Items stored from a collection
--
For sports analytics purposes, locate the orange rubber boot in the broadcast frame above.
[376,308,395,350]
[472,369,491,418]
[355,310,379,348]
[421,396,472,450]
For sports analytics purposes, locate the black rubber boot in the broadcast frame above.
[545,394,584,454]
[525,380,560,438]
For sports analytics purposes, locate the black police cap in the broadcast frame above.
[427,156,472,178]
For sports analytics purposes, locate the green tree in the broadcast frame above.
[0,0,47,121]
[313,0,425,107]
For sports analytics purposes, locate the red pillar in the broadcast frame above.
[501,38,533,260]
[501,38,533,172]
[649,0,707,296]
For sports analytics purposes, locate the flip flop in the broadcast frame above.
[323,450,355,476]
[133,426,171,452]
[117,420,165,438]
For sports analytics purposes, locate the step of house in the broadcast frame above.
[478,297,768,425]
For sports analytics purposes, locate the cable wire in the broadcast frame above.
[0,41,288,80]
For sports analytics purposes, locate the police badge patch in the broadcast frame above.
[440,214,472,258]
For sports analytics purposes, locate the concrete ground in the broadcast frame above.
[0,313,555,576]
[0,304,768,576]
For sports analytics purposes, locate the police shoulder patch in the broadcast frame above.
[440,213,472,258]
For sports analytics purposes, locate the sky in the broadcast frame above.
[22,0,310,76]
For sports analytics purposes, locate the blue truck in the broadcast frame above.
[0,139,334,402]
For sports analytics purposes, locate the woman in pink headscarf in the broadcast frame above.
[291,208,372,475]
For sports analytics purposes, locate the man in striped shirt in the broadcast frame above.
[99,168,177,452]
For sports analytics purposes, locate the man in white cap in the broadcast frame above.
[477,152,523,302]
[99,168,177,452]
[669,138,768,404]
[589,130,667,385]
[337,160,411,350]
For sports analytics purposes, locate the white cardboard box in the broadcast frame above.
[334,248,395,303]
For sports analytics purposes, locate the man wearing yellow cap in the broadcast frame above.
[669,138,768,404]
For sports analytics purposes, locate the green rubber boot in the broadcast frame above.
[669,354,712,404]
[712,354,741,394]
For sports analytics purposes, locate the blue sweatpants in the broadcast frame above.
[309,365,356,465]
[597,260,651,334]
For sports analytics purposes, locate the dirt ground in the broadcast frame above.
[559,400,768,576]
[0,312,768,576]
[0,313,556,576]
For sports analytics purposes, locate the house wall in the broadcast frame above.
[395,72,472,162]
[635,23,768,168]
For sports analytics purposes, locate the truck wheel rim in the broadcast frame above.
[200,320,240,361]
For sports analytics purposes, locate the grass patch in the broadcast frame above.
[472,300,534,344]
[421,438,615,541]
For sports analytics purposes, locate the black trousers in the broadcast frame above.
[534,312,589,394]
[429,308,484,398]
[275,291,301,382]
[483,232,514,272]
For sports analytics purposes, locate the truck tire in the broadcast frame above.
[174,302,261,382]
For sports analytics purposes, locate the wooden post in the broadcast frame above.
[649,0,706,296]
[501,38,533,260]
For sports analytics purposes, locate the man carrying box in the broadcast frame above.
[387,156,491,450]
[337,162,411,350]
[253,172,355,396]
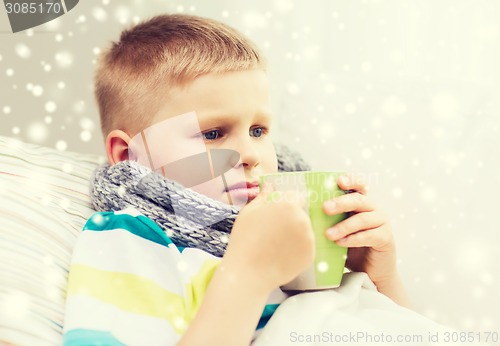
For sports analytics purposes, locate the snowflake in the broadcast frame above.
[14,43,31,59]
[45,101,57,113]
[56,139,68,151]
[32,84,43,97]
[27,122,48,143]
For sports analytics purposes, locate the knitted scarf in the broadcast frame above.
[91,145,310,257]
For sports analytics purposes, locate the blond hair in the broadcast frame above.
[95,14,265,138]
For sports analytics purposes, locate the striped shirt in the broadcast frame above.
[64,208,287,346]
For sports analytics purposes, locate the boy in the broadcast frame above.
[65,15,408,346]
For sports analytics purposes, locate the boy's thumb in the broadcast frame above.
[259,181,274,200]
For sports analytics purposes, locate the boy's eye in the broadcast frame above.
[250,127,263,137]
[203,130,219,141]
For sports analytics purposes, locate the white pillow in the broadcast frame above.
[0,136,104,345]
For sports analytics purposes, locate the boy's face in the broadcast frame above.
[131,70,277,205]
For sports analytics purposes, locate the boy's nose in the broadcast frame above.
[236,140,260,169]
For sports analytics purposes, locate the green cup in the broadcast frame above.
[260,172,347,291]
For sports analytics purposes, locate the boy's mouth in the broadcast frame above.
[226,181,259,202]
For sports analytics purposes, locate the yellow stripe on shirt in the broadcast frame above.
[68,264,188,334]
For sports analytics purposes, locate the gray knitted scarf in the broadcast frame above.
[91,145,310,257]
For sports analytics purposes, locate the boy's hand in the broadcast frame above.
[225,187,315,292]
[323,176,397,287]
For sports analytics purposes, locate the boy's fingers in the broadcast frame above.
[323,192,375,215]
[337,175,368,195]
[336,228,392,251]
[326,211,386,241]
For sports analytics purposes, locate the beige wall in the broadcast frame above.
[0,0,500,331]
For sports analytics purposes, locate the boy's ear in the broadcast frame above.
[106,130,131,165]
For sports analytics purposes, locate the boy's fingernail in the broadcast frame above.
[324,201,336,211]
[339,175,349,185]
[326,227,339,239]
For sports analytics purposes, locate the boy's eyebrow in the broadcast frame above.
--
REQUIRED TASK: Please put each line of the records above into a JSON list of strings, one string per line, skipping blank lines and leaving out the pictures.

EXERCISE OUTPUT:
[
  "For sports analytics purposes, locate the orange rubber boot in the broadcast frame above.",
  "[376,308,395,350]",
  "[472,369,491,418]",
  "[355,310,379,348]",
  "[421,396,472,450]",
  "For sports analytics purposes, locate the black rubber boot in the broadcast frame above.",
  "[545,394,584,454]",
  "[525,380,560,438]",
  "For sports analytics purposes, locate the black police cap in the broadcast frame above.",
  "[427,156,472,178]",
  "For sports analytics purposes, locate the green tree in the broadcast frame above.",
  "[0,0,47,121]",
  "[313,0,425,107]",
  "For sports analytics purposes, locate the red pillar in the broadcast frame above.",
  "[501,38,533,260]",
  "[501,38,533,172]",
  "[649,0,707,296]",
  "For sports analytics purposes, locate the flip flop in the broadcast frame above.",
  "[323,450,355,476]",
  "[133,426,171,452]",
  "[117,420,165,438]",
  "For sports analytics purposes, locate the step of house in the broadcast frame above.",
  "[478,297,768,425]",
  "For sports analytics purposes, locate the cable wire in the broadcast frame above.",
  "[0,41,288,80]",
  "For sports analytics purposes, locate the police badge patch in the broadcast frame above.",
  "[440,214,472,258]",
  "For sports analytics purposes, locate the concrete ground in the broadcast frame above.",
  "[0,313,555,576]",
  "[0,304,768,576]",
  "For sports analytics purposes, locate the police shoulder patch in the broadcast frame above.",
  "[440,213,472,258]",
  "For sports analytics purposes, locate the sky in the broadcast frame above.",
  "[22,0,310,76]",
  "For sports analytics purposes, locate the blue truck in the broadcast frame above.",
  "[0,139,334,402]",
  "For sports analytics purposes, locate the woman in pink headscarf in the broadcast frame above.",
  "[291,208,372,475]",
  "For sports analytics purposes, locate the man in striped shirt in the broadcast frame above.",
  "[99,168,177,452]",
  "For sports analytics purposes, locate the man in white cap in the broadcast frame above.",
  "[477,152,523,302]",
  "[99,168,177,452]",
  "[669,138,768,404]",
  "[589,130,667,385]",
  "[337,160,411,350]",
  "For sports analytics purposes, locate the white cardboard box in the broadcast frame above.",
  "[334,248,395,303]",
  "For sports analytics purposes, locate the man wearing yellow cap in the broadcast frame above.",
  "[669,138,768,404]",
  "For sports analytics purposes, locate the green rubber boot in the broadcast frame above.",
  "[669,354,712,404]",
  "[712,354,741,394]",
  "For sports analytics purposes, locate the blue sweatpants in the broadcast frame above.",
  "[309,365,356,465]",
  "[597,260,651,334]",
  "For sports analytics purposes, locate the dirt ground in the broadcast frame above.",
  "[559,400,768,576]",
  "[0,312,768,576]",
  "[0,313,556,576]",
  "For sports analytics purposes, locate the house wall in the broadcast frame above.",
  "[395,72,472,162]",
  "[635,23,768,168]",
  "For sports analytics purposes, locate the truck wheel rim in the broadcast frame above.",
  "[200,320,240,361]",
  "For sports analytics purposes, locate the grass patch in the broadcast frame above.",
  "[472,300,534,344]",
  "[421,438,615,541]",
  "For sports analytics purposes, locate the black trousers in the broadcast frame above.",
  "[534,312,589,394]",
  "[429,308,484,398]",
  "[275,291,301,382]",
  "[483,232,514,272]",
  "For sports analytics purposes, locate the truck tire in the broadcast frame above.",
  "[174,302,261,382]",
  "For sports analytics purposes, locate the wooden post in the broadcast frame above.",
  "[649,0,706,296]",
  "[501,38,533,260]",
  "For sports analytics purposes, locate the man carrying box in the broadcast frame above.",
  "[387,156,491,450]",
  "[337,162,411,350]",
  "[253,172,355,396]",
  "For sports analytics purposes, locate the snowflake in the broadcast frame above.",
  "[14,43,31,59]",
  "[45,101,57,113]",
  "[56,139,68,151]",
  "[32,84,43,97]",
  "[27,122,48,143]",
  "For sports analytics purposes, locate the knitted scarf in the broadcast frame above.",
  "[91,145,310,257]",
  "For sports analytics purposes, locate the blond hair in the broadcast frame above.",
  "[95,14,265,138]",
  "For sports analytics purposes, locate the striped shirt in the broadcast frame above.",
  "[64,208,287,346]",
  "For sports analytics purposes, locate the boy in the broadcast frame above.",
  "[65,15,408,346]",
  "For sports analytics purposes, locate the boy's thumb in the broadcast frame above.",
  "[259,181,274,200]",
  "For sports analytics purposes, locate the boy's eye in the broadcast frame above.",
  "[250,127,263,137]",
  "[203,130,219,141]",
  "For sports analytics purposes, locate the white pillow in the broadcast frame above.",
  "[0,136,104,345]",
  "For sports analytics purposes, locate the boy's face in the broadcast frame above.",
  "[131,70,277,205]",
  "For sports analytics purposes, locate the boy's nose in the broadcast frame above.",
  "[236,140,260,169]",
  "For sports analytics purposes, locate the green cup in the broadcast frame above.",
  "[260,172,347,291]",
  "For sports analytics purposes, locate the boy's mouth in the broadcast frame above.",
  "[226,181,259,202]",
  "For sports analytics purposes, locate the yellow stripe on shirt in the broadcast frame above.",
  "[68,264,188,334]",
  "For sports analytics purposes, locate the gray knitted scarf in the broadcast frame above.",
  "[91,145,310,257]",
  "For sports analytics purposes, locate the boy's hand in the broadcast frame above.",
  "[225,187,315,292]",
  "[323,176,397,287]",
  "For sports analytics purposes, locate the boy's fingers in the broadcast frame above.",
  "[323,192,375,215]",
  "[337,175,368,195]",
  "[336,228,392,251]",
  "[326,211,386,241]",
  "For sports analytics purposes, locate the beige wall in the broadcast frame above.",
  "[0,0,500,331]",
  "For sports analytics purposes, locate the boy's ear in the broadcast frame above.",
  "[106,130,131,165]",
  "For sports analytics purposes, locate the boy's fingernail in the broadcast frame above.",
  "[324,201,336,211]",
  "[339,175,349,185]",
  "[326,227,339,239]",
  "For sports analytics purposes, locate the boy's eyebrow in the broadcast frame above."
]